[Task description]
Reproduce word for word the stretch from the start of the entries below through the line containing "[(425, 830), (563, 202)]", with both ends included. Leave the pictures out.
#### Task input
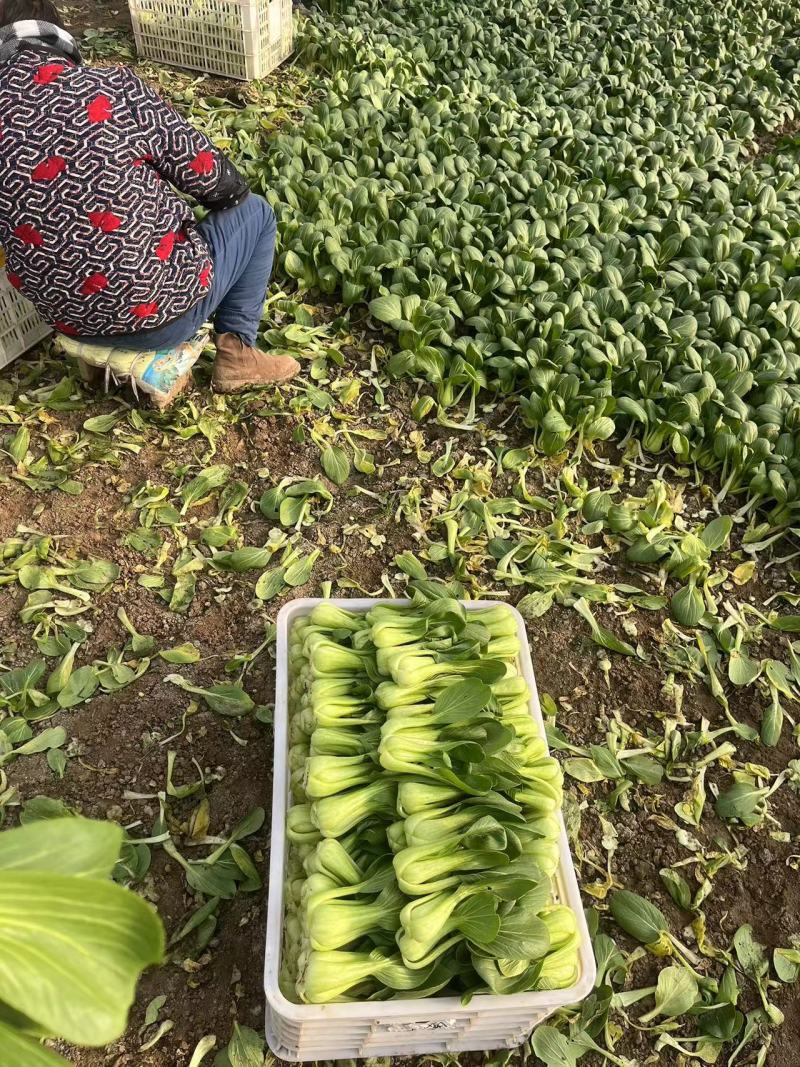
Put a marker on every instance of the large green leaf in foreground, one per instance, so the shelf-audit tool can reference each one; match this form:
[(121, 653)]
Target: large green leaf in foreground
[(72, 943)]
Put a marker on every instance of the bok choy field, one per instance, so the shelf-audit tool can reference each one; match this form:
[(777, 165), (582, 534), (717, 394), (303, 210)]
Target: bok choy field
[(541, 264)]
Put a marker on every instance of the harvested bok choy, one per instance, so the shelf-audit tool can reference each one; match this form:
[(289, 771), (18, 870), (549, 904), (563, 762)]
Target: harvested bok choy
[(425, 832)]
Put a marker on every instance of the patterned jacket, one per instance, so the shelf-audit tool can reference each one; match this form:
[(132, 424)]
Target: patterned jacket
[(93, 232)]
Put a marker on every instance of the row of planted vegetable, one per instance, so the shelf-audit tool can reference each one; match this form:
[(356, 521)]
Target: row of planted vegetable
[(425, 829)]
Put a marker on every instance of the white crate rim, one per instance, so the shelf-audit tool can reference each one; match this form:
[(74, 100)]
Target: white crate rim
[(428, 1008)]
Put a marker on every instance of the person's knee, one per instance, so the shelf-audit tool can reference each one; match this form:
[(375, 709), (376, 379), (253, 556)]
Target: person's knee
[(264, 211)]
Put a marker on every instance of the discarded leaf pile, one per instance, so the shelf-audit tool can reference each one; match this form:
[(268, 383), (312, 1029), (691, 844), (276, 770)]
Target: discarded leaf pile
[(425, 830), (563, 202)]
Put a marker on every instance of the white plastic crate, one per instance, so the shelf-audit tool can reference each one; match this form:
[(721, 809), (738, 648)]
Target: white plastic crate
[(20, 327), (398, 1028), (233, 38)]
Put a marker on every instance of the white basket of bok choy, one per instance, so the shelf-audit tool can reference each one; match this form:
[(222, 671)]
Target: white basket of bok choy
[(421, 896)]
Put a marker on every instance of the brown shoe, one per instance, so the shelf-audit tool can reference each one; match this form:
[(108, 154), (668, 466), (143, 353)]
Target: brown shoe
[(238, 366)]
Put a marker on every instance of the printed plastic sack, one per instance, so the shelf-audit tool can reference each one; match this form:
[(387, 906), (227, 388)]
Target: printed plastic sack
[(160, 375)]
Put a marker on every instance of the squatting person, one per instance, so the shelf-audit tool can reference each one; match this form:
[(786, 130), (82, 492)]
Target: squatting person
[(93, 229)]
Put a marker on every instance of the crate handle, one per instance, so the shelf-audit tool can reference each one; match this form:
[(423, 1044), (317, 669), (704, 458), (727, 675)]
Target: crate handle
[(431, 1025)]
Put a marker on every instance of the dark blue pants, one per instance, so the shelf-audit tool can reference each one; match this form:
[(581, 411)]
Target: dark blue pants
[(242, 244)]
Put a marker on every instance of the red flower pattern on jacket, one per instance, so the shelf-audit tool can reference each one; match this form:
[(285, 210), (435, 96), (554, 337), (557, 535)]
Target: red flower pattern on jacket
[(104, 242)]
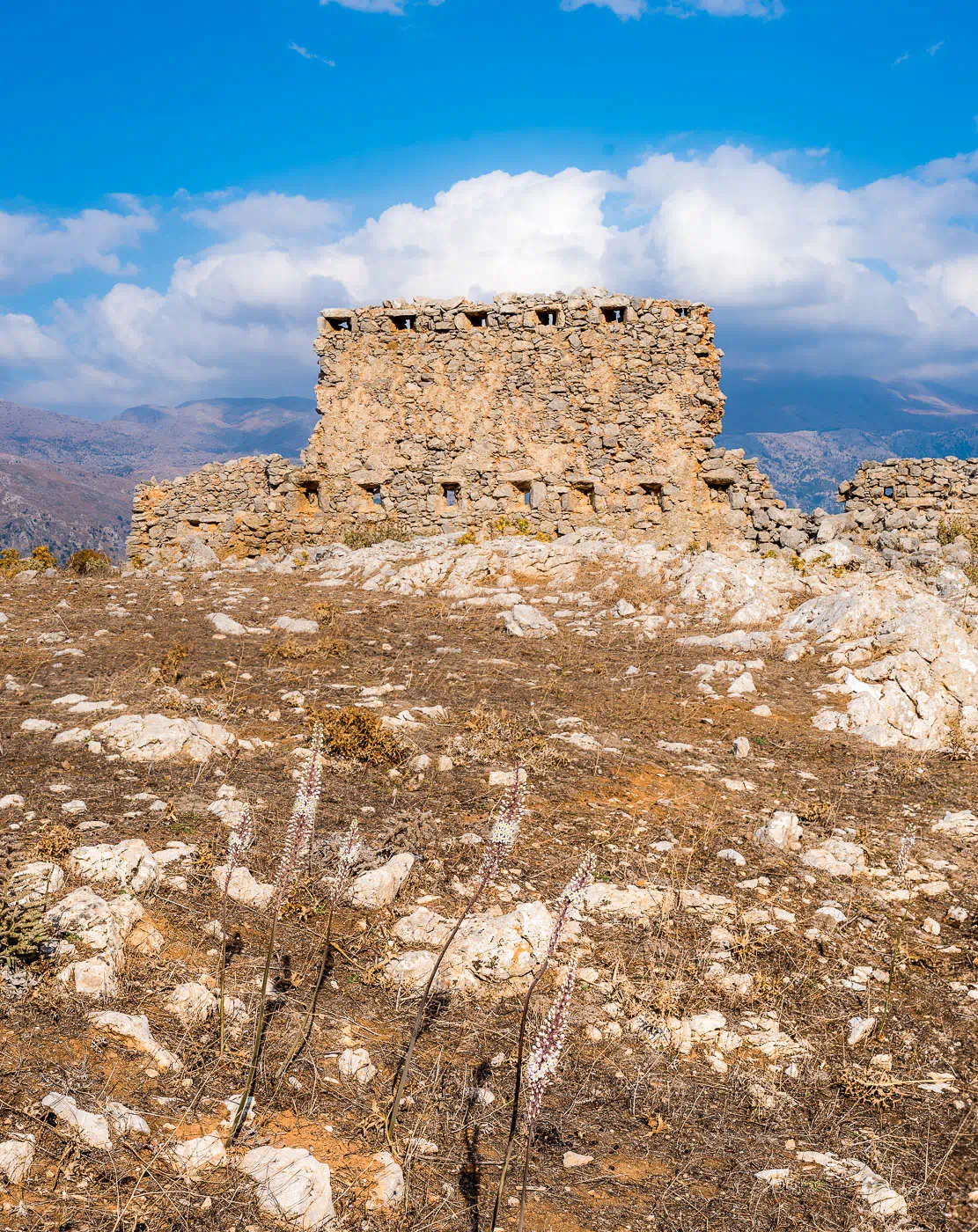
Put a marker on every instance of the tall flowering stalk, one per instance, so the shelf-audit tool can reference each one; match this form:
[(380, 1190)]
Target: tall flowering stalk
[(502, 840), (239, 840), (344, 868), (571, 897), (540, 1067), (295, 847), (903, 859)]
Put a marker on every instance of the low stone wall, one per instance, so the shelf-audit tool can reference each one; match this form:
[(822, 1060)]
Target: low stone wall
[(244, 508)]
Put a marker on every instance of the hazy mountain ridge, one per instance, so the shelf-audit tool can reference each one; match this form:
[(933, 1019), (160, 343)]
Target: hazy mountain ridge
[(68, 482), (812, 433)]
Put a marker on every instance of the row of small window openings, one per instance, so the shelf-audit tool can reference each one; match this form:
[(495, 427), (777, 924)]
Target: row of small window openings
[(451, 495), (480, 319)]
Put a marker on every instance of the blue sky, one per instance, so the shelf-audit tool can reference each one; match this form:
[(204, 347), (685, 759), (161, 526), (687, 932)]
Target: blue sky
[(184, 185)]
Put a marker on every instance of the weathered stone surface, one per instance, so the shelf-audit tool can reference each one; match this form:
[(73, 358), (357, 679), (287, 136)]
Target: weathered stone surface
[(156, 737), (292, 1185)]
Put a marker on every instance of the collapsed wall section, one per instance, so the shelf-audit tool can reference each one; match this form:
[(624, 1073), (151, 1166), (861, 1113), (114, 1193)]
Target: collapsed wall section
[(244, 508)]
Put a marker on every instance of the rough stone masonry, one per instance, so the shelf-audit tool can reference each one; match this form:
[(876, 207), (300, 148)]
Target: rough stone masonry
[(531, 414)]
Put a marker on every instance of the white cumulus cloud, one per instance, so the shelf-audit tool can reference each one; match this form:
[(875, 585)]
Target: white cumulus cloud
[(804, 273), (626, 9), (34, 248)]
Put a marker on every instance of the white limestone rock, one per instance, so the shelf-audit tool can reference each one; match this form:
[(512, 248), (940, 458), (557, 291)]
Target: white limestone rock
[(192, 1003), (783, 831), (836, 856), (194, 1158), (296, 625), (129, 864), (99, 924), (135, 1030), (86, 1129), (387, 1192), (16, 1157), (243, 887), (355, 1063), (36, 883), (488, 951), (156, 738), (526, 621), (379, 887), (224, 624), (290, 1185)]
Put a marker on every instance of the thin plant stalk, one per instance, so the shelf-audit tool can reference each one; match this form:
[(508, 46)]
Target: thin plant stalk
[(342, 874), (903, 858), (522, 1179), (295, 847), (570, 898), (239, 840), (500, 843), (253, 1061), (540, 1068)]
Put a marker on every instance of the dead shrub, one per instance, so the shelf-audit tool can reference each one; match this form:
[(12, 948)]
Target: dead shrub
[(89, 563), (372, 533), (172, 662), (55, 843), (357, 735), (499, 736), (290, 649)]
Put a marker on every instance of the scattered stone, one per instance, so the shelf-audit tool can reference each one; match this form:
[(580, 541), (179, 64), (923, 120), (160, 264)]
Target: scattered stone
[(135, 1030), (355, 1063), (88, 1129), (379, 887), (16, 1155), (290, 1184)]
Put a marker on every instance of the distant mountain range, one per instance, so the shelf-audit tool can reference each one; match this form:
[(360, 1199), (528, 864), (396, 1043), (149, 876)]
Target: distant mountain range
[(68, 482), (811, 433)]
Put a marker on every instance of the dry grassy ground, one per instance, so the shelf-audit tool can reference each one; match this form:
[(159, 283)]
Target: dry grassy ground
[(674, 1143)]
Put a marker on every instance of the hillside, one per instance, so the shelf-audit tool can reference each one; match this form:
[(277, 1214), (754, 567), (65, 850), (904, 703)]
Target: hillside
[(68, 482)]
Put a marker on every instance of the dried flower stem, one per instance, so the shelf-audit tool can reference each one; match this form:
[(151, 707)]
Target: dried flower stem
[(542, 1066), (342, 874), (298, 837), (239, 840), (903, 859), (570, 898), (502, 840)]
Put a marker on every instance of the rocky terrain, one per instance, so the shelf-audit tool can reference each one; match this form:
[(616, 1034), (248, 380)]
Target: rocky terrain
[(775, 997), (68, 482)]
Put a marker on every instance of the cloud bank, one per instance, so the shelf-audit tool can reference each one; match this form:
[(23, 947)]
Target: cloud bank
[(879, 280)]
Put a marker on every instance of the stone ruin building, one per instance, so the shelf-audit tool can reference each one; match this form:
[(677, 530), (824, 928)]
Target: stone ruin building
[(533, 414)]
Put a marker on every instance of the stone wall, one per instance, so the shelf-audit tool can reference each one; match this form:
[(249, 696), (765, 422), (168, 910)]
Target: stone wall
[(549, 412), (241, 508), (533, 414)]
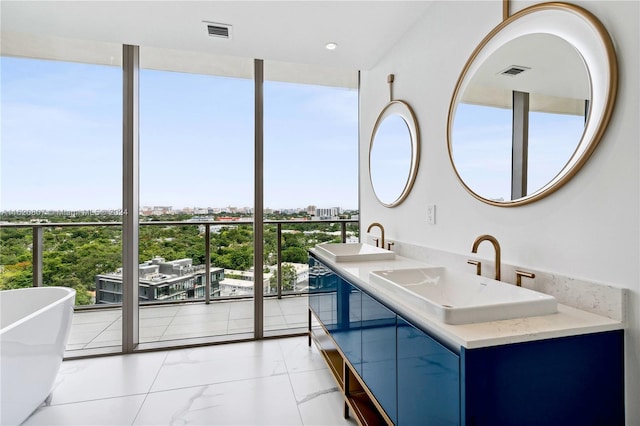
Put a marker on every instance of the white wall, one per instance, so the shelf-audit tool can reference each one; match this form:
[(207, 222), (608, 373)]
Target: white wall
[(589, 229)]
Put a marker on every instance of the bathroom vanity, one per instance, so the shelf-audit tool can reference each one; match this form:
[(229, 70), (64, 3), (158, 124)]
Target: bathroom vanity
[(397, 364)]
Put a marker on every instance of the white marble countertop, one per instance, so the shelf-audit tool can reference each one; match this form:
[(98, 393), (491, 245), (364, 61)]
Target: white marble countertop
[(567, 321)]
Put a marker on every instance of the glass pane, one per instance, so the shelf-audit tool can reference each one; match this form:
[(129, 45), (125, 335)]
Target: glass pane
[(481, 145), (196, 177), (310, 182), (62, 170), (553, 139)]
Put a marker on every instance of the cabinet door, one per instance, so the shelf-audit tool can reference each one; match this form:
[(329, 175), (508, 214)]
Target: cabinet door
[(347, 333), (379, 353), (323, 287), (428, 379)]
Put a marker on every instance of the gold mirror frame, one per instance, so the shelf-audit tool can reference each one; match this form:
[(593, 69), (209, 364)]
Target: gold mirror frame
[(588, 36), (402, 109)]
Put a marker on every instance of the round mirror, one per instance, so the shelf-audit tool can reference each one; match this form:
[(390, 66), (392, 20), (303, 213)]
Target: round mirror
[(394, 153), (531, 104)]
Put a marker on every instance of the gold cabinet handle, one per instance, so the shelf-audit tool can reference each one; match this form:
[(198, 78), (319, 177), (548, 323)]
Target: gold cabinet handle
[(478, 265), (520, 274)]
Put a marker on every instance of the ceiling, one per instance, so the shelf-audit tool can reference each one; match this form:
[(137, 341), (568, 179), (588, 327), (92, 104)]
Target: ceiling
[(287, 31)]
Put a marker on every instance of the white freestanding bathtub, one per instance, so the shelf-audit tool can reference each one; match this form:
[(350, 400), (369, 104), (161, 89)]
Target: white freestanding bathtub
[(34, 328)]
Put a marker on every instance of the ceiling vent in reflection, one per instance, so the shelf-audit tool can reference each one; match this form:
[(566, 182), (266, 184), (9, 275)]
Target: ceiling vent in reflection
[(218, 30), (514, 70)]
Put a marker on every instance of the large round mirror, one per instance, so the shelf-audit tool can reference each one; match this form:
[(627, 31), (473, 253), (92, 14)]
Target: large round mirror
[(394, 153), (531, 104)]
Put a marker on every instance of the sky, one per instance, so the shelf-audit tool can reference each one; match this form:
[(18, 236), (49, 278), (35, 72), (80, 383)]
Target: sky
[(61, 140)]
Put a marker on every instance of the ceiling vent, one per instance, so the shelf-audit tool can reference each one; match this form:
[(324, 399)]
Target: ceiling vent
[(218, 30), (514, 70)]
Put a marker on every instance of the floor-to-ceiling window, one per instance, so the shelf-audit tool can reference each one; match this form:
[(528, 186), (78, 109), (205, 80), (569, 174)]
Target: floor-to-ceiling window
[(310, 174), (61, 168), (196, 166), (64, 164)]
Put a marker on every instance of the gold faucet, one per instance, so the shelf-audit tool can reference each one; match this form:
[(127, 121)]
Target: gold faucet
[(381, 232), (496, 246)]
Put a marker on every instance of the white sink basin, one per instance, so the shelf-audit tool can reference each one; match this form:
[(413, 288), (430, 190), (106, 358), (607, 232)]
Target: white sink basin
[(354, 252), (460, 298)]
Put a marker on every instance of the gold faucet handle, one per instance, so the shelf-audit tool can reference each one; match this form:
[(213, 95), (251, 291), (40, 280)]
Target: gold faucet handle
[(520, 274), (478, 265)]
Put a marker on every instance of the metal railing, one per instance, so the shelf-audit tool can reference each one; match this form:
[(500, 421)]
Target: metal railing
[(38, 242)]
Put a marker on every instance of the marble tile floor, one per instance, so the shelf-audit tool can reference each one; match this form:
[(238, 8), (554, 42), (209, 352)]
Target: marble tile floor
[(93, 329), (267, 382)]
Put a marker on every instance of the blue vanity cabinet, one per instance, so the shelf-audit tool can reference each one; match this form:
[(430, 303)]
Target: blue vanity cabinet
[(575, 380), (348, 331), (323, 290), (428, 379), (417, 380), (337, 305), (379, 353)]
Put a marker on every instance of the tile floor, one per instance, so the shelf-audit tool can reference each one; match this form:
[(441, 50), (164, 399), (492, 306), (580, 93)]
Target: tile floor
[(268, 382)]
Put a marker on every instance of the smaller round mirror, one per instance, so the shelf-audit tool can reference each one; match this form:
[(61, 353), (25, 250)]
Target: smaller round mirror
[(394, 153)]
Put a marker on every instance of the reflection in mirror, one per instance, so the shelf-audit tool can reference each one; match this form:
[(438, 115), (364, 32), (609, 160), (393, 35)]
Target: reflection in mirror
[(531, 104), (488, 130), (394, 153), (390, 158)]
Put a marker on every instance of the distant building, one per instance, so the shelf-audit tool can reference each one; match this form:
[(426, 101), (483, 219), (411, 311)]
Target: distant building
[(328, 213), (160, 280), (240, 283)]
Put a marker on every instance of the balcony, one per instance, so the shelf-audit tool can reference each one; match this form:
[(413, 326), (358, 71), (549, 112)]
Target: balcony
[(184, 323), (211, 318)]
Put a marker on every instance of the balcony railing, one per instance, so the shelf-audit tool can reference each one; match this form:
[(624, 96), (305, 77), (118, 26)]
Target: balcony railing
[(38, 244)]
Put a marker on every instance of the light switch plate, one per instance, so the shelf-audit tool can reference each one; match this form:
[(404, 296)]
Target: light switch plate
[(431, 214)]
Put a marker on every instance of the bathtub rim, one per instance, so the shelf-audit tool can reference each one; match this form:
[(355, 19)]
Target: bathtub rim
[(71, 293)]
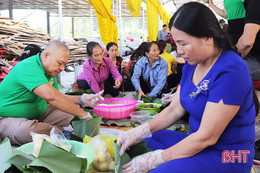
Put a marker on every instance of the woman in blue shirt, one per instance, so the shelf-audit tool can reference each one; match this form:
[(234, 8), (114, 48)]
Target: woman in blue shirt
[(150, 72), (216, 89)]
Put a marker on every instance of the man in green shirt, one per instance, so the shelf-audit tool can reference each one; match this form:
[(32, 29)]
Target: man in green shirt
########
[Exercise response]
Put a marker on every instance of the large green leaf in foreground, one per instance, so the shelf-audit tool can reference each one; match this form:
[(121, 653)]
Target: large green leaf in foreground
[(72, 943)]
Put a marker on every instance of the bok choy field, one per instance, so the shelf-audit tool can reference each one; match this form:
[(777, 165), (582, 534), (717, 394), (303, 210)]
Target: bok choy field
[(541, 264)]
Put a marker on every instance of the harvested bok choy, one per instance, so the shelf-audit tool can reference each one; match this form:
[(289, 771), (18, 870), (549, 904), (563, 762)]
Target: harvested bok choy
[(425, 832)]
Put a marker on every instance of the patterned jacket, one per instance, so the shelf-audit tool can reference each one; match this form:
[(132, 424)]
Target: patterned jacket
[(93, 232)]
Put a marker on every instance of the row of planted vegetable, one per instance, so the shelf-audit tool can reference each one; match this form:
[(356, 521)]
Target: row of planted vegetable
[(425, 829)]
Put a marker on every instance of the white crate rim, one per instance, so the shelf-audit tool can reference each one; match this form:
[(74, 100)]
Target: white crate rim
[(428, 1008)]
Put a marker on every instance of the person's knee, one per instance, so the shelf-audit tool can reference each one; match this form:
[(375, 709), (376, 379), (253, 556)]
Target: person's knee
[(264, 211)]
Put a marker on every instance of the discarded leaf pile, one per instance, so the shelf-audit tool can reference each one; match this form:
[(268, 383), (312, 1029), (691, 844), (276, 770)]
Target: discarded leaf pile
[(425, 830), (563, 202)]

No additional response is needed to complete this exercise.